GIVEN INFORMATION:
###

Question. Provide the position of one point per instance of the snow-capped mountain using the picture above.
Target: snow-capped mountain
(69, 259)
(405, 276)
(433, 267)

###

TRY IT:
Go through the data and retype all of it exactly.

OUTPUT FOR THIS EXERCISE:
Question. Provide the position of one point per instance of the snow-capped mountain using the picture above.
Target: snow-capped mountain
(69, 259)
(405, 276)
(433, 267)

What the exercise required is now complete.